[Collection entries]
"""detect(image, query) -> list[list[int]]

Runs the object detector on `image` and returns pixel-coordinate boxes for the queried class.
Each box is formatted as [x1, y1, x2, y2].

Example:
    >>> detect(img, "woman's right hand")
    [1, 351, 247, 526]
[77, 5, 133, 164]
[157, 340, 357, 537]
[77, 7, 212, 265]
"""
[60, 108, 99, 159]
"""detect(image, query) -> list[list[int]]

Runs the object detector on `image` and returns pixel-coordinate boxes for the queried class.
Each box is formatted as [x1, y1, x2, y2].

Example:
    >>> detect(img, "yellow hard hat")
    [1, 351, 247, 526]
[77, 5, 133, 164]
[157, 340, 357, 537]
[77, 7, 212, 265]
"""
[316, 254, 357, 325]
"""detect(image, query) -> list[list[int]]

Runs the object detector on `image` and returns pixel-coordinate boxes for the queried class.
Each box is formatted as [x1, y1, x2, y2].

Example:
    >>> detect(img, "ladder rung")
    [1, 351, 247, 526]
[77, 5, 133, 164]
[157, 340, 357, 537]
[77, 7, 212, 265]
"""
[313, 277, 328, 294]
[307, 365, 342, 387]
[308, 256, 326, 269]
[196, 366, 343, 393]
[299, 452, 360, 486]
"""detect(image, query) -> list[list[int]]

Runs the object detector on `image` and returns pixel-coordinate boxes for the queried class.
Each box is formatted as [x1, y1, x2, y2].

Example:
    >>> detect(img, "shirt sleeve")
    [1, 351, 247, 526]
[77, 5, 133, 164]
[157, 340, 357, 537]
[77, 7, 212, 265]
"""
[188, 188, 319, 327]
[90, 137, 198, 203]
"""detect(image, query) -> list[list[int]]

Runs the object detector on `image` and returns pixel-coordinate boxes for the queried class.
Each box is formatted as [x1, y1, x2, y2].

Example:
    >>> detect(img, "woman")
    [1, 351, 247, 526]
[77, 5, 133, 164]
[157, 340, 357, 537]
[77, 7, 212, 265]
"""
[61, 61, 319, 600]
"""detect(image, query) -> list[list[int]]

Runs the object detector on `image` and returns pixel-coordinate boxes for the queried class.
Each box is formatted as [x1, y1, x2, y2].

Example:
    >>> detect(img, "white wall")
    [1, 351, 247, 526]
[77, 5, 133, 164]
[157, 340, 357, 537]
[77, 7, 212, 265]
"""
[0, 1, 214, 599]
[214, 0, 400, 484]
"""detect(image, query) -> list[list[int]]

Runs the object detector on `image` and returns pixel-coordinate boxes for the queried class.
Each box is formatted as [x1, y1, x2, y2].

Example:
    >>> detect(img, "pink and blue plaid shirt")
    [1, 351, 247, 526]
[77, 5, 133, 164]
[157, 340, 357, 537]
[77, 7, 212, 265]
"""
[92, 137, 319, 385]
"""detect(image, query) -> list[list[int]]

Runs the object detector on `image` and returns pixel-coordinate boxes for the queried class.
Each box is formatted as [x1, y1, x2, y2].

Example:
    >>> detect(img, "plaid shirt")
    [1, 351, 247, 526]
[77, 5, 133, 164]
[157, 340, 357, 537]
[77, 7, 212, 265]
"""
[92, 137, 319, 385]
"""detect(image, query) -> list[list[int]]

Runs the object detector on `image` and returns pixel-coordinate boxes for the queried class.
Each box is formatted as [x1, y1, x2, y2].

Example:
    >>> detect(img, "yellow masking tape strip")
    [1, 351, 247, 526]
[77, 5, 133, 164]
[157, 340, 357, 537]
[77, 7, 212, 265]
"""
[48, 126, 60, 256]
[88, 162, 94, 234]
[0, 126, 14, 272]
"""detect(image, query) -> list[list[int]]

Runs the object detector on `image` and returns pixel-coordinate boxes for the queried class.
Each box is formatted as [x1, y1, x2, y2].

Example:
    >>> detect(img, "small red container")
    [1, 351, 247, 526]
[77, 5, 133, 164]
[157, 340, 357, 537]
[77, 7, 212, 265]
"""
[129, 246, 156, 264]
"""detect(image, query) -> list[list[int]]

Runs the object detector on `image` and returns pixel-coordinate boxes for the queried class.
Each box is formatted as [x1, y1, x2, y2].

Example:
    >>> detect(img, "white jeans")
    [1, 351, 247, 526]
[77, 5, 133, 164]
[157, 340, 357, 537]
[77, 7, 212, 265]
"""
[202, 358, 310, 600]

**What is expected**
Each line that holds the word "shirt" should be extracted from the records.

**Answer to the problem**
    >>> detect(img, "shirt sleeve")
    >>> detect(img, "pink and blue plaid shirt")
    >>> detect(img, "plaid shirt")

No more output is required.